===== READING TEXT

As the year began, Cyclone Heta was developing near Fiji, and a few days later, it devastated the South Pacific nation of Niue, resulting in damage equivalent to 25% of its gross domestic product (GDP). Also as the year began, Tropical Storm Darius was approaching Mauritius in the south-west Indian Ocean. Throughout 2004, a further 18 tropical cyclones developed in the south-west Indian Ocean, which included Cyclone Gafilo, the most intense tropical cyclone on record in that part of the world. In March, Gafilo struck Madagascar near peak intensity, killing 363 people. A month prior to Gafilo, Cyclone Elita moved across the same country for the third time, dropping heavy rainfall that led to 33 deaths. In the Australian region, there were 14 tropical cyclones throughout the year, including Tropical Cyclone Raymond which lasted into early January 2005. The South Pacific Ocean had 15 tropical cyclones after Heta, most of them weak.

In addition to the previous tropical cyclones in the Southern Hemisphere, there was an unusual South Atlantic tropical cyclone named Cyclone Catarina, which became the first-ever recorded hurricane off the coast of Brazil. The body of water was previously thought to be hostile to the formation of tropical cyclones. Catarina caused about US$425 million in damage and 12 fatalities.

==========

● PROBLEMS AND TASKS:
[1] In the passage on the 2004 tropical cyclones, how many people did Cyclone Gafilo kill when it struck Madagascar?
[2] Can you set down the passage on the 2004 tropical cyclones between "In addition to" and "and 12 fatalities.", inclusive?
[3] Can you extend the passage on the 2004 tropical cyclones beyond its final sentence?

===== EXCERPTED DATA

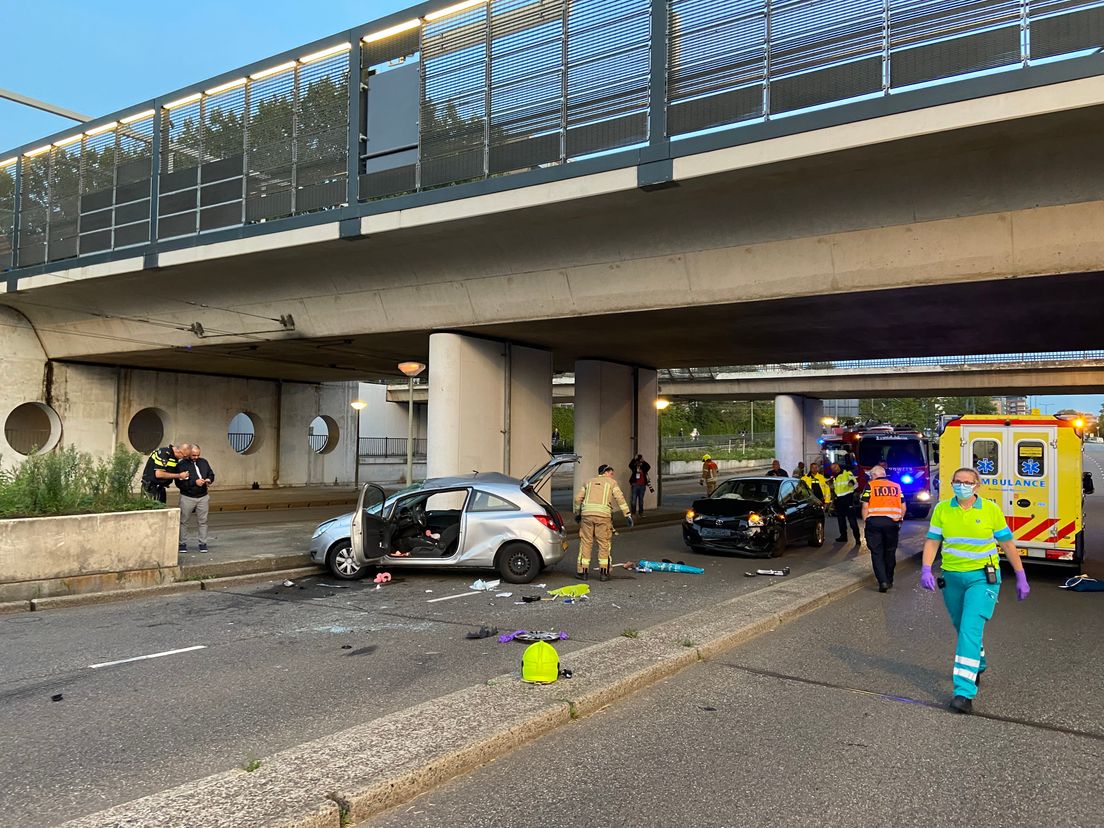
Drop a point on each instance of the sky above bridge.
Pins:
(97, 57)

==========
===== EXCERPTED DATA

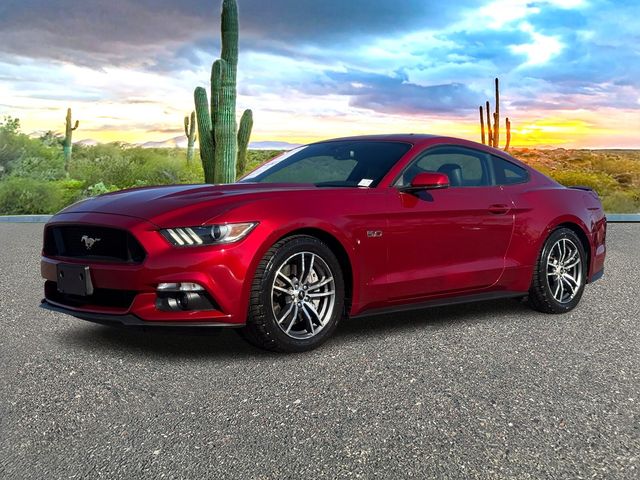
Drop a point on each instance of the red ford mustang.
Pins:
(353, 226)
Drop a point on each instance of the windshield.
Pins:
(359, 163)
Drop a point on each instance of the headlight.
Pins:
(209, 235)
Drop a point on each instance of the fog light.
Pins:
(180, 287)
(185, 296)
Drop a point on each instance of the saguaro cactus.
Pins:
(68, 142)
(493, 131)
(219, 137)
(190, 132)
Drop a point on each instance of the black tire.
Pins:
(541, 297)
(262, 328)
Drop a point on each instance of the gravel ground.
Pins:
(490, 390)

==========

● RESPONSES TO THE EXERCISE:
[1] 363 people

[2]
In addition to the previous tropical cyclones in the Southern Hemisphere, there was an unusual South Atlantic tropical cyclone named Cyclone Catarina, which became the first-ever recorded hurricane off the coast of Brazil. The body of water was previously thought to be hostile to the formation of tropical cyclones. Catarina caused about US$425 million in damage and 12 fatalities.

[3]
In the Northern Hemisphere, a record ten typhoons struck Japan, part of the active typhoon season, collectively causing 214 fatalities. Among the typhoons was Typhoon Songda, which left an estimated US$12.5 billion in damage. There was a series of tropical cyclones affecting the Philippines in a two-week period from November to early December, resulting in 1,762 deaths. In the north-east Pacific Ocean, there were 17 tropical cyclones, most of which remained away from land. In the North Indian Ocean, there were nine tropical cyclones, with the practice of naming storms beginning in October. The season included a deadly cyclone in Myanmar that killed 236 people, and a depression that killed 273 people in India.

In the north Atlantic Ocean, there were 16 tropical cyclones, most of which affected land in the Caribbean or the United States. Four hurricanes - Charley, Frances, Ivan, and Jeanne - affected Florida in a six-week period, the most to affect the state in a year. Charley left US$16.9 billion in damage when it hit Cuba and Florida. Damage from Frances was estimated at US$9.8 billion. Ivan was the season's strongest, killing 92 people and causing US$26.1 billion in damage in the Caribbean and the United States. Jeanne struck Hispaniola, causing 3,029 deaths on the island, mostly in Haiti, and later caused US$7.5 billion in damage in the United States.